**DATA FOR THE TASK**

:::::

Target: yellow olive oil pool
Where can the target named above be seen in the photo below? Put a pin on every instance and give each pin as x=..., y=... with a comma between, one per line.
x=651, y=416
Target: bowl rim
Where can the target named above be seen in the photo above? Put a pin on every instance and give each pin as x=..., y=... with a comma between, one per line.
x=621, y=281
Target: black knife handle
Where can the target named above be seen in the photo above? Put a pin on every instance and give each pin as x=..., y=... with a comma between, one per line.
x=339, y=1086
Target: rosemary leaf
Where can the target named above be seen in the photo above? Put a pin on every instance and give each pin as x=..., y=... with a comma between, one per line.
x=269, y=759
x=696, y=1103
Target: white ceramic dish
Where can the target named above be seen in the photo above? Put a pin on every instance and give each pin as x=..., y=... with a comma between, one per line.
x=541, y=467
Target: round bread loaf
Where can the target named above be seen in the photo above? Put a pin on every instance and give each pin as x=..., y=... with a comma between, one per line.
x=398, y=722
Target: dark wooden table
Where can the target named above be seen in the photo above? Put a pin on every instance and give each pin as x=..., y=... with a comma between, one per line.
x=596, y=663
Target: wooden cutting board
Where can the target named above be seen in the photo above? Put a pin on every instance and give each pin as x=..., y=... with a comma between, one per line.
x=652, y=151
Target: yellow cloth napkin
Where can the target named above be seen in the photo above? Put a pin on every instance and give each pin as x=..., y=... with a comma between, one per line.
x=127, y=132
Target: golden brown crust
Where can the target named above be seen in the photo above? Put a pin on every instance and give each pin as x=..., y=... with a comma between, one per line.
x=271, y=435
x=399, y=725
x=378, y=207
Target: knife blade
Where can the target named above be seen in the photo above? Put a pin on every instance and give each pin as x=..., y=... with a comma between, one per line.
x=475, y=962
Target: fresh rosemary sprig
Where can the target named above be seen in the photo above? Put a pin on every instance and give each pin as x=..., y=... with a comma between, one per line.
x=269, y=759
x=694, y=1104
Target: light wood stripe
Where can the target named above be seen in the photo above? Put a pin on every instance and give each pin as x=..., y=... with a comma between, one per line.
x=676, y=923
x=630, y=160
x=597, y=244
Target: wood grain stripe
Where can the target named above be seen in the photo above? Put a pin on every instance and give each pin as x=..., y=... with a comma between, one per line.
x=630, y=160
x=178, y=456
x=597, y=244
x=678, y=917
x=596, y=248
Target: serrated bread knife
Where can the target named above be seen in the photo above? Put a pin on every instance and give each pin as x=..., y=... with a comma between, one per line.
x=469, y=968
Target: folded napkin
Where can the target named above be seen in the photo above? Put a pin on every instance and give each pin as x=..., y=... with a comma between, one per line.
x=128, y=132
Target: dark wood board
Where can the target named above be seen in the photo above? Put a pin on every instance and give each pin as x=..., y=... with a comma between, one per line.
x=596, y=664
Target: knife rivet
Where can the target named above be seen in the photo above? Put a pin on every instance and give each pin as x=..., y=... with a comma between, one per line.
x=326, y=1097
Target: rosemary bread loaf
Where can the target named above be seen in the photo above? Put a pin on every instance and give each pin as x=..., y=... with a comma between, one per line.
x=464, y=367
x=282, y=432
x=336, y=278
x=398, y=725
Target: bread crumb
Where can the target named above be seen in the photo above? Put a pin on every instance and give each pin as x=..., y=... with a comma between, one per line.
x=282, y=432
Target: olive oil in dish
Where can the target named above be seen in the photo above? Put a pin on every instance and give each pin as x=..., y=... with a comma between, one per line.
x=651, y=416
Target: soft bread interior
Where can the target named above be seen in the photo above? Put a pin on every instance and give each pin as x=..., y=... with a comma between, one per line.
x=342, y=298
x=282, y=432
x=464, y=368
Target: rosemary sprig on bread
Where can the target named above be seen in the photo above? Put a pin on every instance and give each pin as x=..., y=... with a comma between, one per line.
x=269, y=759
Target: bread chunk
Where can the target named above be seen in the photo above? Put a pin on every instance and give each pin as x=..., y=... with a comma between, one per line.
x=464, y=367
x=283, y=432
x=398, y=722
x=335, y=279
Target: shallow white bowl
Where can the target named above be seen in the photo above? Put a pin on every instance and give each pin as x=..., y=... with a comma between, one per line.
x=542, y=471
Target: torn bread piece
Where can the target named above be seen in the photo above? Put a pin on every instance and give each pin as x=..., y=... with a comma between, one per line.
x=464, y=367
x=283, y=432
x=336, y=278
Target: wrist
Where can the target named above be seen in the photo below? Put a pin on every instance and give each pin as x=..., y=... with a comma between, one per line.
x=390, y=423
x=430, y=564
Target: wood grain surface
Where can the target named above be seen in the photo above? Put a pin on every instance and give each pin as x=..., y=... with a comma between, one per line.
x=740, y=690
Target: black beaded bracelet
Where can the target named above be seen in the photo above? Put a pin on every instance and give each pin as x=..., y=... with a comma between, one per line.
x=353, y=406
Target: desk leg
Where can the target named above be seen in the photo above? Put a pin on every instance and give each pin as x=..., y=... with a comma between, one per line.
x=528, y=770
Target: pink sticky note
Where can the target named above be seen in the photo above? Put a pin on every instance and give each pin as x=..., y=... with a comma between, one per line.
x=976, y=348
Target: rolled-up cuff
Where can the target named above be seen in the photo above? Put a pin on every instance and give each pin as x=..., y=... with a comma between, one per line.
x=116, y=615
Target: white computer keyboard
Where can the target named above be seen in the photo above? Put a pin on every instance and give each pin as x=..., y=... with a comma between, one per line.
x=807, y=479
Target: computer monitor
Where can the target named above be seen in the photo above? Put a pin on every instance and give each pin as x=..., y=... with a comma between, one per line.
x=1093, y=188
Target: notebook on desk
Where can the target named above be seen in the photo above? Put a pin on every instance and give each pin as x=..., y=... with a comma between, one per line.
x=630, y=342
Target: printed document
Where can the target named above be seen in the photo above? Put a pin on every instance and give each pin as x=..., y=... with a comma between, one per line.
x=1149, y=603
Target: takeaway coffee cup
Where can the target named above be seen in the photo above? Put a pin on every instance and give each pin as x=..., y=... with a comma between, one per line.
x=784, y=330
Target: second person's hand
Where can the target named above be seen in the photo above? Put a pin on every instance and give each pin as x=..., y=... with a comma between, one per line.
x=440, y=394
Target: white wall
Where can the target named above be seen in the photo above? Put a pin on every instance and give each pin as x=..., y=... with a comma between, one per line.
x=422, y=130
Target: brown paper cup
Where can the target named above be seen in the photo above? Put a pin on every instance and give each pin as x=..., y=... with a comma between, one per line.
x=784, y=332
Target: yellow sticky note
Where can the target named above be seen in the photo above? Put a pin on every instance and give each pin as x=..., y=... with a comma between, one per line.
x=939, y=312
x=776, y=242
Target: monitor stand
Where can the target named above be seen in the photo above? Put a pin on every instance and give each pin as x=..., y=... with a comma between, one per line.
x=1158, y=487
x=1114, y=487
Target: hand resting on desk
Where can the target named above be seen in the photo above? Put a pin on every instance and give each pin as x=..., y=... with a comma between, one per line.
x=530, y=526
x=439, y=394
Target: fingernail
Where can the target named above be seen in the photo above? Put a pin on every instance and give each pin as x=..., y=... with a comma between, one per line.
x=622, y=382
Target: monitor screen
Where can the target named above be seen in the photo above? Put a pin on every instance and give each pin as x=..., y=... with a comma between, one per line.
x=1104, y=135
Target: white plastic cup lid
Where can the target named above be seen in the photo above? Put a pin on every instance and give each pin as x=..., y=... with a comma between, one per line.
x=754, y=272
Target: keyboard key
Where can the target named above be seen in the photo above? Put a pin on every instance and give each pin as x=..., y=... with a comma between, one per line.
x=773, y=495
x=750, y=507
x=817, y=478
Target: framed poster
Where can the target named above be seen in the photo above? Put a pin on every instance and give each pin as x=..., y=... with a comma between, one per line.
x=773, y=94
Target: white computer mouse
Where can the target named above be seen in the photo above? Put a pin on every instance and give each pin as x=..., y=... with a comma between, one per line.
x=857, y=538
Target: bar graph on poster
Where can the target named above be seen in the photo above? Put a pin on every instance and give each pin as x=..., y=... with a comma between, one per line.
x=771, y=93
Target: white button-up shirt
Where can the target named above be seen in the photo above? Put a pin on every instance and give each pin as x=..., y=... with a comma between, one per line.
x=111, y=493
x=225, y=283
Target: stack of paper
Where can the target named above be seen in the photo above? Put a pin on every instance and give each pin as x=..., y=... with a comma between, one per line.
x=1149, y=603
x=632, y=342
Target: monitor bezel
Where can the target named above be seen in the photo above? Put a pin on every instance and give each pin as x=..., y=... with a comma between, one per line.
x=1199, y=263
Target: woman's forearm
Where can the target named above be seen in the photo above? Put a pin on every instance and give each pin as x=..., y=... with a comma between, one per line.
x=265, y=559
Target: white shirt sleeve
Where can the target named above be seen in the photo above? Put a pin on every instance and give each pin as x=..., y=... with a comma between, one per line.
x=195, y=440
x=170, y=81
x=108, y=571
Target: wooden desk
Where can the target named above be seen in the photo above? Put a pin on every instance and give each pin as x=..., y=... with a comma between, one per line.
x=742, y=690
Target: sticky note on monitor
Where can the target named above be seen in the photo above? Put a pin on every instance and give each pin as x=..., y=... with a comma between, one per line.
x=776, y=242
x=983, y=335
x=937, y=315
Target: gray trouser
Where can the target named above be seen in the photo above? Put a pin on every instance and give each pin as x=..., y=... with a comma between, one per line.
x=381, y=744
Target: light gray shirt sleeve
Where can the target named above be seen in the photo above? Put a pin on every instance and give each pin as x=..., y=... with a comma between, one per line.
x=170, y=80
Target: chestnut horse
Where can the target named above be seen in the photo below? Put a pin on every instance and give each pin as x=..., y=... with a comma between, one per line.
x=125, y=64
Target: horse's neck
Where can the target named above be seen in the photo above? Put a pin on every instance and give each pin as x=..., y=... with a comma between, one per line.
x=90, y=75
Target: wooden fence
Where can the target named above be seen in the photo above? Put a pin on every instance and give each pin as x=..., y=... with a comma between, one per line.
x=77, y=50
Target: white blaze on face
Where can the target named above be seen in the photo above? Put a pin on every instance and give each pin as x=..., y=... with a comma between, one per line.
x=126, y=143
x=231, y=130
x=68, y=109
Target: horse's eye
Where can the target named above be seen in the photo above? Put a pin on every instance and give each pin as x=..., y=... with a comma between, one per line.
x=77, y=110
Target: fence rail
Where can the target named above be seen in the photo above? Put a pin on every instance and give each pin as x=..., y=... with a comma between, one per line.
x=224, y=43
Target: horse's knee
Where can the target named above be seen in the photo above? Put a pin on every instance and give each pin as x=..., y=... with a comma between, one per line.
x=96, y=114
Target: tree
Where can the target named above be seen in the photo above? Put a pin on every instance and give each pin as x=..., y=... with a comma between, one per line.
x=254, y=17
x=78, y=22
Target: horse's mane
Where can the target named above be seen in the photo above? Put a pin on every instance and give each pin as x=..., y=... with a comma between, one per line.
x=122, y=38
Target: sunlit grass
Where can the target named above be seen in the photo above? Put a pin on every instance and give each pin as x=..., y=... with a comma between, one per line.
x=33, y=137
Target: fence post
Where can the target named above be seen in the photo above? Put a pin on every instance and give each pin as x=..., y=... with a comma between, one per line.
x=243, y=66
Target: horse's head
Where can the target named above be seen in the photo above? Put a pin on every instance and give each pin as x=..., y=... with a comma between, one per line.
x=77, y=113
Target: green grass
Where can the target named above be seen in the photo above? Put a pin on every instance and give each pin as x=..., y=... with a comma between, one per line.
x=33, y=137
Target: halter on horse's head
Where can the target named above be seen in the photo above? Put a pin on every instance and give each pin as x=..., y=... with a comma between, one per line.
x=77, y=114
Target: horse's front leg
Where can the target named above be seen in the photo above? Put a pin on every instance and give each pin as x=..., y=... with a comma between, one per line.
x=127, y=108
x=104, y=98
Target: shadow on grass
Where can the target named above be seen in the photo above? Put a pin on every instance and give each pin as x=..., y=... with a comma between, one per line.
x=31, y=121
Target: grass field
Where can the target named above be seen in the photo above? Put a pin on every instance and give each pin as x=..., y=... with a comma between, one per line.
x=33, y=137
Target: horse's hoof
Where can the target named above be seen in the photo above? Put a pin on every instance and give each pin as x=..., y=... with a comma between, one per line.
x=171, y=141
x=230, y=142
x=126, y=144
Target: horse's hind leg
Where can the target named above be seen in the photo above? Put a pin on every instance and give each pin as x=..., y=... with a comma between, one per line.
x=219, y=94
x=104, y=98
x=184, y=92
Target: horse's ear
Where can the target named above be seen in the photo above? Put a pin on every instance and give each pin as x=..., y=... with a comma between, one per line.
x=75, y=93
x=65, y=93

:::::

**ACTIVITY**
Check every line above for the string "stripe" and copy those that have it.

**RESPONSE AREA**
Target: light wood stripe
Target: wood grain stripe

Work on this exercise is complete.